== WRITTEN TASK ==
From the line containing "white refrigerator, one" to the end of the listing, write out every line exactly; leave out everything else.
-- START PROVIDED ENTRIES --
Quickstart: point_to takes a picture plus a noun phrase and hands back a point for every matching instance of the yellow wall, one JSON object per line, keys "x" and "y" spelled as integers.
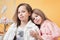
{"x": 50, "y": 7}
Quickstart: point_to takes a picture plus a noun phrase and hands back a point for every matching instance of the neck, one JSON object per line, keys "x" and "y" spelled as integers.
{"x": 23, "y": 23}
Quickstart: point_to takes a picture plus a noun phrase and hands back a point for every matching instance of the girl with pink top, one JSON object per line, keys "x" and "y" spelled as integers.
{"x": 48, "y": 29}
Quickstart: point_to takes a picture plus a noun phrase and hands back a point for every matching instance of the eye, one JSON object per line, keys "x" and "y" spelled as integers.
{"x": 36, "y": 16}
{"x": 23, "y": 11}
{"x": 18, "y": 12}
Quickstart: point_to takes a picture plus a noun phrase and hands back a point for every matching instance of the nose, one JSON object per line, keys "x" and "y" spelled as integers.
{"x": 35, "y": 19}
{"x": 20, "y": 14}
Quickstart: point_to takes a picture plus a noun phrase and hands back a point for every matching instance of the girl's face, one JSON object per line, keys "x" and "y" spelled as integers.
{"x": 36, "y": 18}
{"x": 23, "y": 13}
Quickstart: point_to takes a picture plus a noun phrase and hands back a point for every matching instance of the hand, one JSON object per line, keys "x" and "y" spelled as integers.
{"x": 34, "y": 33}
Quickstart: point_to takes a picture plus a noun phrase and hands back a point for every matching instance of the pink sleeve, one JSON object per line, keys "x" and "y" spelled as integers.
{"x": 54, "y": 31}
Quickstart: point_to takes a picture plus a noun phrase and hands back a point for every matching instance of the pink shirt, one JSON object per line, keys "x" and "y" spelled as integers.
{"x": 49, "y": 30}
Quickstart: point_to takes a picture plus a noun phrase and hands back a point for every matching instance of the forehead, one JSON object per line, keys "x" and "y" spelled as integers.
{"x": 34, "y": 14}
{"x": 22, "y": 8}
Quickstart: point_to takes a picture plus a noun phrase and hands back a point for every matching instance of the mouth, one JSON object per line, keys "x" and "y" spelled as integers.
{"x": 21, "y": 16}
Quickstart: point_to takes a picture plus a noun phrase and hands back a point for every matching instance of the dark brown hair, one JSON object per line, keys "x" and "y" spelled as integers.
{"x": 15, "y": 17}
{"x": 41, "y": 14}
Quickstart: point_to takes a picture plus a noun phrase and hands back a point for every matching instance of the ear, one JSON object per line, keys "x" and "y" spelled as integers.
{"x": 29, "y": 13}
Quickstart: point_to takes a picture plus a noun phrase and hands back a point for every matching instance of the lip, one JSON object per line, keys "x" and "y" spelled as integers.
{"x": 21, "y": 16}
{"x": 37, "y": 20}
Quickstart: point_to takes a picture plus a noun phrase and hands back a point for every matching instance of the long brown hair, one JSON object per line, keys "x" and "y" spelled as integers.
{"x": 41, "y": 14}
{"x": 15, "y": 17}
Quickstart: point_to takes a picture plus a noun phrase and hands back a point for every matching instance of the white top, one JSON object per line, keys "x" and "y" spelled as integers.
{"x": 23, "y": 33}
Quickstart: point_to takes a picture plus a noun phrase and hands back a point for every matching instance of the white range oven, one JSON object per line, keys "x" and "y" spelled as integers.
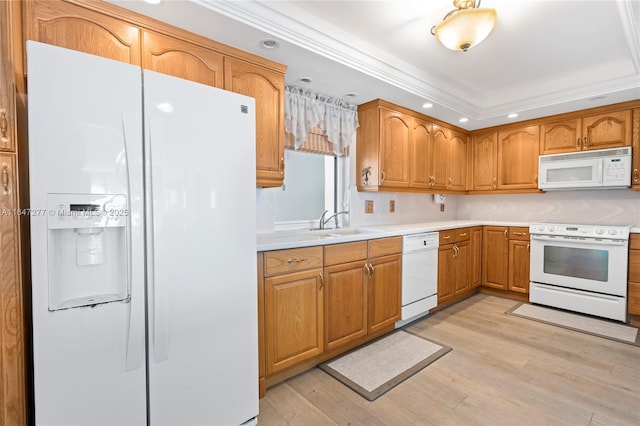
{"x": 581, "y": 268}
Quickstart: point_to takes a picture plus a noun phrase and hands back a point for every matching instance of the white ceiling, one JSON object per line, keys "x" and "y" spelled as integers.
{"x": 544, "y": 57}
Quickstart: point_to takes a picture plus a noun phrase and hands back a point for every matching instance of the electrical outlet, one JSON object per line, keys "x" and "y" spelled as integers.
{"x": 368, "y": 206}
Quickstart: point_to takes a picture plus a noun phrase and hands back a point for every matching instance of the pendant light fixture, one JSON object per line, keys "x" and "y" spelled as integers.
{"x": 466, "y": 26}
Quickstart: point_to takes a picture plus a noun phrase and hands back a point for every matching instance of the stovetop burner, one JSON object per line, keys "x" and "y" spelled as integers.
{"x": 620, "y": 232}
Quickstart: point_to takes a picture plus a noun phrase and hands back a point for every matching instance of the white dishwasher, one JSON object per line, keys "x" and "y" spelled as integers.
{"x": 419, "y": 276}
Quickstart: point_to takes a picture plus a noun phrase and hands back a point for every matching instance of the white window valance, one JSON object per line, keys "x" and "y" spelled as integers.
{"x": 305, "y": 110}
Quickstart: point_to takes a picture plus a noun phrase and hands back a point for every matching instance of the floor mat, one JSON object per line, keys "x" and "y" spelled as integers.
{"x": 376, "y": 368}
{"x": 578, "y": 322}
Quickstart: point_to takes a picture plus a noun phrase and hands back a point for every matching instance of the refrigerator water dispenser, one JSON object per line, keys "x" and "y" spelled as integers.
{"x": 87, "y": 249}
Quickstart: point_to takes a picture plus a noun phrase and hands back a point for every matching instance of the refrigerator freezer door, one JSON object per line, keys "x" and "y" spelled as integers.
{"x": 85, "y": 137}
{"x": 200, "y": 143}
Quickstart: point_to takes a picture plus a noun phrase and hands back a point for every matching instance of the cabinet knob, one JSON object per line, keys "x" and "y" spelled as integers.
{"x": 6, "y": 188}
{"x": 4, "y": 126}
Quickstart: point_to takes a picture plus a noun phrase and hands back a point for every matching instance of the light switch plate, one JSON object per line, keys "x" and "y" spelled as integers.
{"x": 368, "y": 206}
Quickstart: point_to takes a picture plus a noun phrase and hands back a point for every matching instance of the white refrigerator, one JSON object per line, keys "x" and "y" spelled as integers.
{"x": 143, "y": 248}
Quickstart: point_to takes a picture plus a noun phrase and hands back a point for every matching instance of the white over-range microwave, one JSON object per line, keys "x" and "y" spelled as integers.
{"x": 598, "y": 169}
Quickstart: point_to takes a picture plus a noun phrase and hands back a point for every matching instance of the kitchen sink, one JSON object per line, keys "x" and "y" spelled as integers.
{"x": 342, "y": 232}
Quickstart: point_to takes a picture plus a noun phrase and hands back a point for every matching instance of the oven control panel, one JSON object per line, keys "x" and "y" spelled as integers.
{"x": 619, "y": 232}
-- END PROVIDED ENTRIES --
== TASK RESPONSE ==
Quickstart: point_to takes a picture plus a noun phrase and hands back a point for every matching instance of the white refrigerator, one JSON object per line, keys "x" and "y" spelled as integers.
{"x": 143, "y": 248}
Quickstart: point_to takes a picture plus a noun phrase and hands back a point for every matching instance of the white over-range microwave, one JSON object per line, keys "x" and "y" spelled as integers.
{"x": 598, "y": 169}
Quickstart: point_to takes a picture plus a noun phrase and hands back a point for every matching instance of the kitchen sink, one JSON object per line, keys "x" and "y" spelled as integers.
{"x": 342, "y": 232}
Quickstart: point_to takes a picture plus a noun phrase and hands back a point for every matching instance of the oven control panel, one JSON object per line, keys "x" and "y" spelled as integers.
{"x": 619, "y": 232}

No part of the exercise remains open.